Vamos aos meus argumentos pois, por tópicos para facilitar, começando pelo mais mesquinho, enganado e enganador deles, o do dinheiro:

– Dizem por aí que biógrafos e editoras fazem rios de dinheiro enquanto os pobres biografados ficam a ver navios. Ora, façamos uma conta simples. Uma biografia de determinado artista tem preço de capa de R$ 39,90, preço médio (barato) de um livro de 200 a 300 páginas. Desse valor, tiramos os descontos comerciais (o preço real pago pela livraria para vender o livro, em torno de 50% do valor de capa). Suponhamos que tal livro venda 20 mil exemplares, número significativo para os nossos padrões de país não leitor. 20mil x 20,00 (arredondando) = 400.000,00, certo?

Uma dinheirama? Não! Porque por mais que o preço final estabelecido pela editora leve em conta os custos de produção do livro, raramente consegue cobrir as despesas com funcionários, infra-estrutura, logística de armazenamento e transporte, eventuais perdas etc. E isso levando em conta que o livro será um sucesso, e que venderá muito, e sairá na imprensa, e que não será devolvido pelas livrarias, o que nem sempre acontece.

Ao biógrafo, aquele magnata, restam 10% das vendas líquidas, ou seja, no caso acima, R$ 40.000,00 pelo esgotamento de uma tiragem que, repito, é expressiva e difícil de obter. Mas quem ganha R$ 40.000,00 nesse Brasil de meu Deus? Até seria uma bolada receber isso de um dia para outro, mas normalmente, escritores que tocam uma pesquisa extensa a sério chegam a ficar anos em função de um livro, período em que não conseguem se dedicar intensivamente a outras atividades remuneradas. E esse valor é proporcional à venda, ou seja, se o livro encalhar na prateleira, necas.

> **Tarefa proposta 1**
Indique se cada afirmação concorda com o trecho sobre biografias, respondendo sim ou não e citando as palavras do texto que decidem a questão: (a) o preço de capa usado na conta é de R$ 39,90; (b) ao biógrafo cabem 20% das vendas líquidas; (c) o autor considera baixa a venda de 20 mil exemplares.
> **Tarefa proposta 2**
Segundo o trecho sobre biografias, quanto a livraria paga, em média, pelo livro em relação ao preço de capa?
> **Tarefa proposta 3**
Resuma o trecho sobre biografias em duas frases.

> **Extrato de dados**
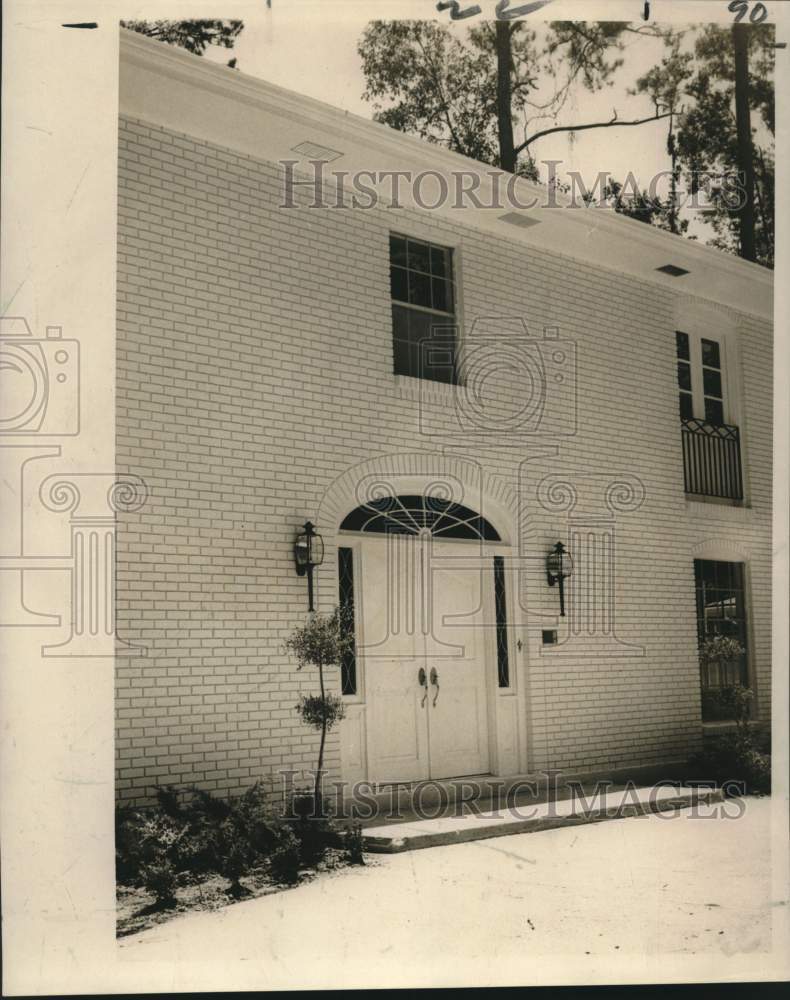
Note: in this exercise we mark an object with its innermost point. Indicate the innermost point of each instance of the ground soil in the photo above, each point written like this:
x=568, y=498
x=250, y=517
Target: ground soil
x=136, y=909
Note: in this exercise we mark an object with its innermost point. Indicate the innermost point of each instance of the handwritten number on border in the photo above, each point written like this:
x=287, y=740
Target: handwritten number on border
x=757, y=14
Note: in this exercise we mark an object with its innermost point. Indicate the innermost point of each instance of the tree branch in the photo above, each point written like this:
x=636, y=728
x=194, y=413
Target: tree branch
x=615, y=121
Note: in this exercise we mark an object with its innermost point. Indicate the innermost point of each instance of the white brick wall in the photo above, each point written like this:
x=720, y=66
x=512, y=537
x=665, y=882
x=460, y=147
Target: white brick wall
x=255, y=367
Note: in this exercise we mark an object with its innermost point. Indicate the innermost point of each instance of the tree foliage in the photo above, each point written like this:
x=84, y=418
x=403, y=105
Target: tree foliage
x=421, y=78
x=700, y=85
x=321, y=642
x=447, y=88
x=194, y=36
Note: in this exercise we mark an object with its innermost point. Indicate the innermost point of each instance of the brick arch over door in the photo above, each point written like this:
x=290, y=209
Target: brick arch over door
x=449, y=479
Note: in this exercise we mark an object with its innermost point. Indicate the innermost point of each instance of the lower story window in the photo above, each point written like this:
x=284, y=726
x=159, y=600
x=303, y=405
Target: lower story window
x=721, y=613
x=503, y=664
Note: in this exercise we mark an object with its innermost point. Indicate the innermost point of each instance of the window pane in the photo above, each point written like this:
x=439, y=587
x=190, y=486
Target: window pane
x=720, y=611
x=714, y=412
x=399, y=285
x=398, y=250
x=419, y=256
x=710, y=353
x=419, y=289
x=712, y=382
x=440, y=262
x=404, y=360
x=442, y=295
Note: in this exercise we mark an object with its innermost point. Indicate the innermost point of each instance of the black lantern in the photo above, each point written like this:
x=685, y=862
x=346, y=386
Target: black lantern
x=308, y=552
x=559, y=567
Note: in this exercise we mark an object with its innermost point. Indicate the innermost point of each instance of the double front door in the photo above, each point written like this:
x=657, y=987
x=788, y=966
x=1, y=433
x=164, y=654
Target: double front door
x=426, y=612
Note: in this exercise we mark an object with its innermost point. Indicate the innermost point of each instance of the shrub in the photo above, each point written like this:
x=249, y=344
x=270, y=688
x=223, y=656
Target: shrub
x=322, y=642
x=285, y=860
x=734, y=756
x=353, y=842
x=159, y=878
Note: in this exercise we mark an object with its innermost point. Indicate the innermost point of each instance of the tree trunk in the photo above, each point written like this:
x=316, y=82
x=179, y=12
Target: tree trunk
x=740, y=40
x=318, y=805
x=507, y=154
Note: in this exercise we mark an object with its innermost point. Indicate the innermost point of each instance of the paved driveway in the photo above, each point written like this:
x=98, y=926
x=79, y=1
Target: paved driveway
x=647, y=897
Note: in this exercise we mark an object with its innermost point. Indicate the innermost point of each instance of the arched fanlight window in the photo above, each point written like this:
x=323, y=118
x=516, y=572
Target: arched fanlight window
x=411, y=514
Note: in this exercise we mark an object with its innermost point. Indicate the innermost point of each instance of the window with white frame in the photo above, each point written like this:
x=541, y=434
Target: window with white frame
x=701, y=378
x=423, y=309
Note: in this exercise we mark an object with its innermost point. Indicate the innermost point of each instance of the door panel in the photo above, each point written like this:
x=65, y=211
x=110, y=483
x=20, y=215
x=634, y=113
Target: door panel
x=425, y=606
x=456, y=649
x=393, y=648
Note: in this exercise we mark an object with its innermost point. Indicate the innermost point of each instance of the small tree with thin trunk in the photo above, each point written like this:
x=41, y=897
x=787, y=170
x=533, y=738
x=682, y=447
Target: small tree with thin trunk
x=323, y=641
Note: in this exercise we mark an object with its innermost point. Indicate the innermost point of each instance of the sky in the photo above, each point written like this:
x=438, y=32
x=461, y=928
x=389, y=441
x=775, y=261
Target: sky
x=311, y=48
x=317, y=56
--
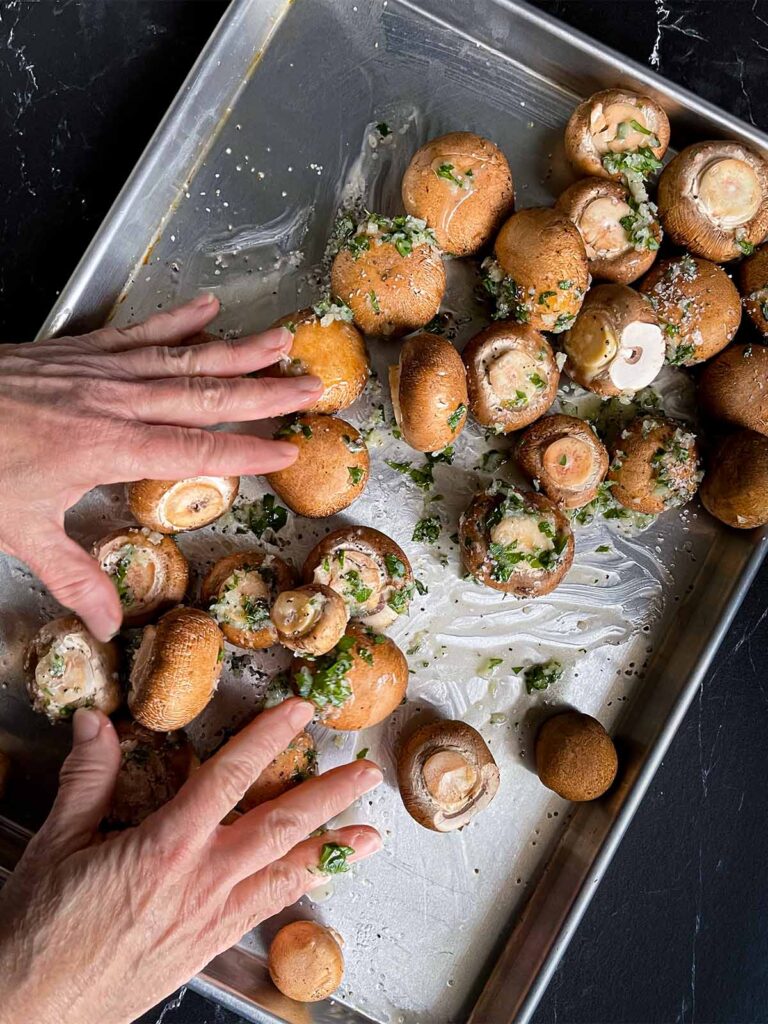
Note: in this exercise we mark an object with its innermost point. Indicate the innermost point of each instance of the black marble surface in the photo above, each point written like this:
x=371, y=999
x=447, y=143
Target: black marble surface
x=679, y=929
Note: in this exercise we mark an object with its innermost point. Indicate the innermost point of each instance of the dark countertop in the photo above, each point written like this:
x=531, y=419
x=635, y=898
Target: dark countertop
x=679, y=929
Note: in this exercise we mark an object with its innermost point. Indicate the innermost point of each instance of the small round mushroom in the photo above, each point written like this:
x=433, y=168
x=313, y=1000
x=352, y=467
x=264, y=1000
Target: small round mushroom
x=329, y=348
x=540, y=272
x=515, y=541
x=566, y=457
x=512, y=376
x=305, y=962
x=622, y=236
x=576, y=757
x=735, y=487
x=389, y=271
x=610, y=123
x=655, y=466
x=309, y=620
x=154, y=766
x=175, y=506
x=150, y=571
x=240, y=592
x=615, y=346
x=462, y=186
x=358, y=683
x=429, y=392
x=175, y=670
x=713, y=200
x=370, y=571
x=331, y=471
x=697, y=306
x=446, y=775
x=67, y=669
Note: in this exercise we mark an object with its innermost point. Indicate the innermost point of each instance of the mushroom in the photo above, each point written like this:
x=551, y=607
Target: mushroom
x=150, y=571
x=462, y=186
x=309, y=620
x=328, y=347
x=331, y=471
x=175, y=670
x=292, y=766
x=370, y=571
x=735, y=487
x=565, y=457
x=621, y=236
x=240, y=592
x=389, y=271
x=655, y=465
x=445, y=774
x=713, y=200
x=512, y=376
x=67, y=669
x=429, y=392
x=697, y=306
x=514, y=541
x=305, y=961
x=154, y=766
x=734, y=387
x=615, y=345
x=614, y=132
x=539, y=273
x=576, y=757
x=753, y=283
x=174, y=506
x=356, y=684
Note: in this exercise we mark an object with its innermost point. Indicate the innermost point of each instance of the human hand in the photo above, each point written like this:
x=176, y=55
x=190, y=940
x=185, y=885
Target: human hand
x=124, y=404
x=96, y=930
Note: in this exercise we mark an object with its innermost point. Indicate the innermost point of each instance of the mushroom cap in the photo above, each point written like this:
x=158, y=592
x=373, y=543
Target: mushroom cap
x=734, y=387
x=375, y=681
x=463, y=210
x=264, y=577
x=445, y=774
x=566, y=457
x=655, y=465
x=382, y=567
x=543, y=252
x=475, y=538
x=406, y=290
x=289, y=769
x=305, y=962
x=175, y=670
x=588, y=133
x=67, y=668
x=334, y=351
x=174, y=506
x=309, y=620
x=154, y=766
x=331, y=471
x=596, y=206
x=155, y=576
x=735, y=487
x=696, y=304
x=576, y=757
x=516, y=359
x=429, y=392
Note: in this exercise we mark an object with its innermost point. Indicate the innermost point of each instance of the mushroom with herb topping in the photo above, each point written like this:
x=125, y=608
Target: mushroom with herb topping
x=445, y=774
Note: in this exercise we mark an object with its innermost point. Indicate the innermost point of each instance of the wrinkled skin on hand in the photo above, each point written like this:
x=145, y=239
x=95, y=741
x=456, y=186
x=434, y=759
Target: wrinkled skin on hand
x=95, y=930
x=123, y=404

> **Resposta 1**
(a) Sim: "tem preço de capa de R$ 39,90".
(b) Não: "Ao biógrafo, aquele magnata, restam 10% das vendas líquidas".
(c) Não: "número significativo para os nossos padrões de país não leitor".

> **Resposta 2**
Em torno de 50% do valor de capa.

> **Resposta 3**
O texto contesta a ideia de que biógrafos e editoras ganham rios de dinheiro com biografias: na conta apresentada, um livro de R$ 39,90 que vende 20 mil exemplares rende cerca de R$ 400.000,00, e o preço raramente consegue cobrir as despesas da editora. Ao biógrafo restam 10% das vendas líquidas, R$ 40.000,00 nesse caso, valor proporcional à venda que muitas vezes corresponde a anos de pesquisa.